*THE PROBLEM*: Whichever lines of the entries hold the word "fuzzy" should be identified and copied.

*MATERIAL PROVIDED*:
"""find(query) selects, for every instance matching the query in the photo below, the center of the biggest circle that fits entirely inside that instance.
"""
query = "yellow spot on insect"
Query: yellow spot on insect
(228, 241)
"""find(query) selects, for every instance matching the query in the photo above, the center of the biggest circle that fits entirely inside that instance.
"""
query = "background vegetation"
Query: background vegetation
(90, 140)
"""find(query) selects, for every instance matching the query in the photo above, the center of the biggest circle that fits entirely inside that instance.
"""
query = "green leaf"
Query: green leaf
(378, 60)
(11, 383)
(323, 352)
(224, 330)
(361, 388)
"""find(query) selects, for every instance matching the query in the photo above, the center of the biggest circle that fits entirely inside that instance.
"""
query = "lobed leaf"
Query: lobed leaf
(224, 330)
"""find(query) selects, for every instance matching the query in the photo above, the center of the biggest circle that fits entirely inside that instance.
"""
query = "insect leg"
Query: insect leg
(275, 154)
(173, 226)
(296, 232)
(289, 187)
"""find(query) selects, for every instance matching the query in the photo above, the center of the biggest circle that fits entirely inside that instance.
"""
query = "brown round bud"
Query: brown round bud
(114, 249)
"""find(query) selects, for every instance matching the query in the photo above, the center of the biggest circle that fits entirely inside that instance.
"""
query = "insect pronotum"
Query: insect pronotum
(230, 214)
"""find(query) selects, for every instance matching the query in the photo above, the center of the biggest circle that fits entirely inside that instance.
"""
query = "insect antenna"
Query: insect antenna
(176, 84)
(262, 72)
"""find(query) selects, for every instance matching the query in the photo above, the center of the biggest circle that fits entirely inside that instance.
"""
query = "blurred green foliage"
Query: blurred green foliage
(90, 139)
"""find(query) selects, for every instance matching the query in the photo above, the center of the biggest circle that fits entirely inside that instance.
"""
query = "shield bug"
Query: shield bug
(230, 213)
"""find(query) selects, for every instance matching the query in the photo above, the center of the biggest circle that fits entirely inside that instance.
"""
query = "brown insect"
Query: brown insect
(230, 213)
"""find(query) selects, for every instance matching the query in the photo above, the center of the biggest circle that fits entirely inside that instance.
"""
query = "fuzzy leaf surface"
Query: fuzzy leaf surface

*REPLY TO THE EXERCISE*:
query = "fuzzy leaf surface"
Query: fuzzy leaf surface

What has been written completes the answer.